§ **Problem to work on**
Please print every one of the rows below word for word, changing nothing.
══ Provided information ══
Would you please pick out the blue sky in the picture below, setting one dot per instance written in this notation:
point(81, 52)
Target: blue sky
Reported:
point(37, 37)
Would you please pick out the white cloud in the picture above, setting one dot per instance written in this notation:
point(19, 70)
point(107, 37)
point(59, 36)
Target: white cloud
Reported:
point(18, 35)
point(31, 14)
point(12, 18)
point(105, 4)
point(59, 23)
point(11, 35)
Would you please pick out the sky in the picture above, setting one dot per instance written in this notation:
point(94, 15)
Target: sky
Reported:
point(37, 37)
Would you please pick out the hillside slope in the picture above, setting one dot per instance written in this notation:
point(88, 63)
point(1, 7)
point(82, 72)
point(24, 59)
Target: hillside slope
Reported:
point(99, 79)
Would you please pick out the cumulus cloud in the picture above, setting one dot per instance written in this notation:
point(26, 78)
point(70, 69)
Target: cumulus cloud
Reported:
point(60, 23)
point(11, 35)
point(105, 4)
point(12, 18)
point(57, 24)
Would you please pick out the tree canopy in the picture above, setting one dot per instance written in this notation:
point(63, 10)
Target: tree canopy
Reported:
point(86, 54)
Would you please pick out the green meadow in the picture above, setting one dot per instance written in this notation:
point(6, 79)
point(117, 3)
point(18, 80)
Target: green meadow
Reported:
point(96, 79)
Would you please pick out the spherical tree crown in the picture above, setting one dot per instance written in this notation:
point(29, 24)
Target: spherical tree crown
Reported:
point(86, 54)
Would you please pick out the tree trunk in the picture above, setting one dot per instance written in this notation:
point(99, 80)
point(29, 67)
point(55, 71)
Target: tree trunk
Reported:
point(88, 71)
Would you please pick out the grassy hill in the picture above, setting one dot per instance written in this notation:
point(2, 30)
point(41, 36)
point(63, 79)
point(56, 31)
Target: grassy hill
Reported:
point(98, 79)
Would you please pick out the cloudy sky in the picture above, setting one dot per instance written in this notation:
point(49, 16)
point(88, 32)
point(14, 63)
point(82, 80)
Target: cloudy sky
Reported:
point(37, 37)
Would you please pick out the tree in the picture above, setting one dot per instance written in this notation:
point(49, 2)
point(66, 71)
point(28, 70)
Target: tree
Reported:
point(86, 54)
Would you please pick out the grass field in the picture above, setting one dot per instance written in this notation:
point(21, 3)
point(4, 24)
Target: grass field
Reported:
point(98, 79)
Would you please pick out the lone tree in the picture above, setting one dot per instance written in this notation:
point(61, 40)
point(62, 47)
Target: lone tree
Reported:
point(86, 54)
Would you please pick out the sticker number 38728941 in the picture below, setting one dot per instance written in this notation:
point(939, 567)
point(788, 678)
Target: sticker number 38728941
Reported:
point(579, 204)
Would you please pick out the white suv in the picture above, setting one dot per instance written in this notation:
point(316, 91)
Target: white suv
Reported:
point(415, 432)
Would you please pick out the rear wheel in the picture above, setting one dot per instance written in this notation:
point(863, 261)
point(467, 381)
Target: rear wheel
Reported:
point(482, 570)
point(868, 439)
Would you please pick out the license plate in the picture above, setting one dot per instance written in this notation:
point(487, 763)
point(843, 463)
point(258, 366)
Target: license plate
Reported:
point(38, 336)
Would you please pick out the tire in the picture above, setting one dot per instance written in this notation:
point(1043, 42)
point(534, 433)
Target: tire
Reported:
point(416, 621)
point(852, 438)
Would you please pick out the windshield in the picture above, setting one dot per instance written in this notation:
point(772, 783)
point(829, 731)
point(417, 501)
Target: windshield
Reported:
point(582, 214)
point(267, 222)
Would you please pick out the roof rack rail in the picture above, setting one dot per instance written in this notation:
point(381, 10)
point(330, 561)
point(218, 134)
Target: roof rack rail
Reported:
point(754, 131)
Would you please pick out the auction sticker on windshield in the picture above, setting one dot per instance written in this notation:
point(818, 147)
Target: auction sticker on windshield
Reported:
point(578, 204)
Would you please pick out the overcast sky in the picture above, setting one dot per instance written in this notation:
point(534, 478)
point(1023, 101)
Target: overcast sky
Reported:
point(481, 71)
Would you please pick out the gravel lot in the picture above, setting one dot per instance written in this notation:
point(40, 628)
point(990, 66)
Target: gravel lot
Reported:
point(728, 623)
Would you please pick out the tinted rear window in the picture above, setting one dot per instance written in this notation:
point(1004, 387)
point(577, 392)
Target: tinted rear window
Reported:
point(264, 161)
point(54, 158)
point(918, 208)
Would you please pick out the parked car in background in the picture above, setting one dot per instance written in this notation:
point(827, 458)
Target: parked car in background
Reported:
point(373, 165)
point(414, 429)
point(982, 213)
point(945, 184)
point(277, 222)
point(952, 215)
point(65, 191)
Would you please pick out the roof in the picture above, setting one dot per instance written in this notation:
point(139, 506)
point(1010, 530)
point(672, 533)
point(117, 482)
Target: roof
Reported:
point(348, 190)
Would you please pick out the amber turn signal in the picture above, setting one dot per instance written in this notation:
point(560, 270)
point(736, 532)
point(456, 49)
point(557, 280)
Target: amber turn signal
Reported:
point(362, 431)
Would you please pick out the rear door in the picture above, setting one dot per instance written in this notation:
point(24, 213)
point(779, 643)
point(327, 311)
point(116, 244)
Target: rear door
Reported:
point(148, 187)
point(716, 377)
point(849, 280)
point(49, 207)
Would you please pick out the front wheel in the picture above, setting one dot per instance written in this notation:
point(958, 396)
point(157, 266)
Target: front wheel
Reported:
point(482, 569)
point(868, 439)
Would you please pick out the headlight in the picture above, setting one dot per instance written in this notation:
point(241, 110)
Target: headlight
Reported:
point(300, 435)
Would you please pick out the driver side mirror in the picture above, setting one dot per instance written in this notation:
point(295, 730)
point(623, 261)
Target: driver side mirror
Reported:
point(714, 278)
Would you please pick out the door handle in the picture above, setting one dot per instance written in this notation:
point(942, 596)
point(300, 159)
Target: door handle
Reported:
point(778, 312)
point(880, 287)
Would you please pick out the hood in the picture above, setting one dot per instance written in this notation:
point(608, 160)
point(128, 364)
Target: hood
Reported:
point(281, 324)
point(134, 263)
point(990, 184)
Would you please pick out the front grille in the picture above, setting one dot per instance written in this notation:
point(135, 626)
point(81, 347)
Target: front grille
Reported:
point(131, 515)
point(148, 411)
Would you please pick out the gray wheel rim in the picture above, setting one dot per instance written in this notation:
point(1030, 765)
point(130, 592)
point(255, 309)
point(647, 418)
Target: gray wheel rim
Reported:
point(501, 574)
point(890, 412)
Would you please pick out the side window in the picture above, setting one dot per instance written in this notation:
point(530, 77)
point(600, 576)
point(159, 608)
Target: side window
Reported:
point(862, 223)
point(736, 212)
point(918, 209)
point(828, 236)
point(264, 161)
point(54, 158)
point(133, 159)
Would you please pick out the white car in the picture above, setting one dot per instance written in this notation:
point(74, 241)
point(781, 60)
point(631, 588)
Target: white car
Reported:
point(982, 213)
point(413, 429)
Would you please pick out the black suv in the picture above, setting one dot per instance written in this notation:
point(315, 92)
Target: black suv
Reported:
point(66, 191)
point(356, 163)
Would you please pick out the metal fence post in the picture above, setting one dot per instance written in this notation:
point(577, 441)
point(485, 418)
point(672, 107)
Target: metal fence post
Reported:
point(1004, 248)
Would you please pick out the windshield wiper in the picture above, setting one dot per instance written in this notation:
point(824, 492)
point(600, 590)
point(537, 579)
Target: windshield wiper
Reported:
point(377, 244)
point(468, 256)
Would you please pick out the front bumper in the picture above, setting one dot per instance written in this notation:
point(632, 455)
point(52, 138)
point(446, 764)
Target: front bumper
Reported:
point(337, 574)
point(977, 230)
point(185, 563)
═══
§ **Solved exercise**
Would you please pick out the blue sky in the picture below, setting one dot per instance written in this notation:
point(81, 52)
Target: blue sky
Reported:
point(37, 37)
Would you please pick out the white cloud in the picture above, setting one dot per instance written in this notation:
point(19, 70)
point(107, 37)
point(59, 36)
Target: white cloud
Reported:
point(18, 35)
point(31, 14)
point(12, 18)
point(105, 4)
point(59, 23)
point(11, 35)
Would you please pick out the sky in the picture above, setting one dot per instance written in this notation:
point(94, 15)
Target: sky
Reported:
point(37, 37)
Would you please pick out the hillside slope in the picture above, setting one dot per instance written in this notation:
point(88, 63)
point(1, 7)
point(82, 72)
point(24, 59)
Target: hillside slope
Reported:
point(99, 79)
Would you please pick out the cumulus cloud in the picture above, setting one dot per instance written in this notation:
point(26, 78)
point(70, 69)
Target: cumulus cloud
Reported:
point(60, 23)
point(11, 35)
point(105, 4)
point(12, 18)
point(57, 24)
Would you please pick out the tree canopy in the picture above, setting one dot per instance written in this notation:
point(63, 10)
Target: tree canopy
Reported:
point(86, 54)
Would you please pick out the green meadow in the picture above, setting one dot per instance written in this notation:
point(6, 79)
point(117, 3)
point(18, 80)
Target: green meadow
Reported:
point(96, 79)
Would you please pick out the spherical tree crown in the picture above, setting one dot per instance written in this notation:
point(29, 24)
Target: spherical tree crown
Reported:
point(86, 54)
Would you please pick out the tree trunk in the picture above, setting one dot per instance written in this notation:
point(99, 80)
point(29, 67)
point(55, 71)
Target: tree trunk
Reported:
point(88, 71)
Would you please pick out the grassy hill in the picture above, setting one dot per instance written in this notation:
point(2, 30)
point(41, 36)
point(63, 79)
point(56, 31)
Target: grassy hill
Reported:
point(98, 79)
Would you please pick out the cloudy sky in the picture above, setting one dot per instance written in this notation:
point(49, 16)
point(88, 32)
point(14, 63)
point(82, 80)
Target: cloudy sky
Reported:
point(37, 37)
Would you please pick out the tree in the picture above, setting one dot per instance written in this notation:
point(49, 2)
point(66, 71)
point(28, 70)
Target: tree
Reported:
point(86, 54)
Would you please pick out the grass field in the picture above, setting one dot per instance written in this notation:
point(21, 3)
point(4, 24)
Target: grass field
Reported:
point(98, 79)
Would you please pick out the lone tree in the picture above, setting one dot per instance written in this notation:
point(61, 40)
point(62, 47)
Target: lone tree
Reported:
point(86, 54)
Would you please pick out the sticker number 38728941 in the picture below, setting one dot per instance written in this notation:
point(939, 567)
point(788, 678)
Target: sticker number 38728941
Reported:
point(579, 204)
Would you please pick out the white suv in the picture above, setting one dot per instance written in this notation:
point(316, 91)
Target: white suv
Reported:
point(415, 432)
Would you please pick out the rear wheel in the picture above, setting one dot per instance written in this notation:
point(863, 261)
point(467, 381)
Target: rear wheel
Reported:
point(482, 570)
point(868, 439)
Would you please pick out the license plate in the picture above, setting one dot per instance written in this notation:
point(487, 763)
point(843, 463)
point(258, 366)
Target: license plate
Reported:
point(38, 336)
Would you please pick out the tire in the picture above, setting one dot per instance written in this notation:
point(1043, 42)
point(534, 433)
Target: tire
Reported:
point(416, 621)
point(852, 438)
Would you please pick out the windshield in the picture above, setting one dot per instance written in this notation:
point(772, 783)
point(829, 731)
point(417, 501)
Target: windshield
Reported:
point(582, 214)
point(267, 222)
Would you please pick out the roof rack rail in the picture above, setting one dot per instance written in this notation:
point(381, 10)
point(330, 561)
point(218, 134)
Target: roof rack rail
Reported:
point(754, 131)
Would you please pick out the auction sticker on windshield in the picture above, setting one dot per instance written in this notation:
point(818, 147)
Target: auction sticker on windshield
Reported:
point(578, 204)
Would you please pick out the overcast sky in the picture above, setting one dot per instance written in this notation:
point(534, 478)
point(1023, 101)
Target: overcast sky
Reported:
point(481, 71)
Would you please pick out the gravel lot in the picture above, setting one dot per instance written in this notation:
point(40, 628)
point(990, 66)
Target: gravel lot
Reported:
point(728, 623)
Would you please pick out the tinted rear window in the picture above, setting one dot per instance written in this notation:
point(1004, 387)
point(577, 392)
Target: tinted rear window
Reported:
point(264, 161)
point(54, 158)
point(918, 208)
Would you please pick out the parked car in background in the picture above, setting one dot per instance written in this notation:
point(827, 458)
Target: parked car in background
Reported:
point(373, 165)
point(414, 429)
point(982, 213)
point(945, 184)
point(277, 222)
point(952, 215)
point(65, 191)
Would you please pick out the roof in the picture above, setting one dot per instance written in this notation:
point(139, 506)
point(1010, 530)
point(672, 533)
point(117, 482)
Target: roof
Reported:
point(348, 190)
Would you please pick out the amber turn signal in the picture above, setting one dot per instance written in this notation:
point(560, 270)
point(736, 532)
point(456, 49)
point(557, 280)
Target: amber turn signal
Reported:
point(362, 431)
Would you please pick out the rear door in the picture above, setting one dot per instance written in this notation:
point(24, 213)
point(779, 643)
point(327, 311)
point(116, 244)
Target: rear door
Reported:
point(148, 187)
point(716, 377)
point(849, 280)
point(49, 207)
Would you please pick out the front wheel in the picture above, setting one dot per instance written in this notation:
point(958, 396)
point(157, 266)
Target: front wheel
Reported:
point(482, 569)
point(868, 439)
Would you please pick out the headlight in the picture above, setting one dot per instance written in this notation:
point(241, 110)
Target: headlight
Reported:
point(300, 435)
Would you please pick out the driver side mirror in the picture above, setting one dot per instance written in this notation:
point(295, 730)
point(623, 261)
Target: driver side mirror
Reported:
point(714, 278)
Would you please pick out the door handle in the picture above, setting one dot per instance written in this notation:
point(942, 596)
point(300, 159)
Target: door handle
Reported:
point(778, 312)
point(880, 287)
Would you please pick out the hood in the picture above, setting one dot per instance written in this notation:
point(608, 160)
point(128, 364)
Target: hood
Reported:
point(281, 324)
point(134, 263)
point(990, 184)
Would you please pick out the front grille in the picture above, setting one dot per instance written in this notation:
point(135, 626)
point(81, 347)
Target: front grille
Reported:
point(131, 515)
point(148, 411)
Would you please pick out the gray wheel rim in the picture above, setting one dot per instance written in this notation:
point(1030, 765)
point(130, 592)
point(255, 309)
point(647, 418)
Target: gray wheel rim
Reported:
point(501, 574)
point(890, 412)
Would you please pick out the side window in the picture above, setting one dot per instance written in this notation:
point(530, 77)
point(600, 576)
point(159, 608)
Target: side window
Reported:
point(862, 223)
point(736, 212)
point(918, 209)
point(828, 236)
point(264, 161)
point(54, 158)
point(133, 159)
Would you please pick out the white car in the picture above, setting one dot per instance written in this notation:
point(74, 241)
point(781, 60)
point(631, 588)
Target: white car
Reported:
point(982, 213)
point(413, 429)
Would you please pick out the black suv in the picture above, setting one dot per instance written in this notation:
point(315, 92)
Target: black suv
Reported:
point(66, 191)
point(356, 163)
Would you please pick out the metal fence post in the picture above, setting one dot per instance written in this notation:
point(577, 441)
point(485, 418)
point(672, 107)
Target: metal fence post
Reported:
point(1004, 248)
Would you please pick out the windshield wiper in the picture above, setting one dot per instance written in this notation:
point(824, 492)
point(600, 590)
point(537, 579)
Target: windshield wiper
Reported:
point(377, 244)
point(468, 256)
Would you please pick out the front bumper in the picture above, setting one dot per instance written in this notation:
point(632, 455)
point(52, 138)
point(446, 764)
Target: front bumper
Reported:
point(337, 574)
point(977, 230)
point(185, 563)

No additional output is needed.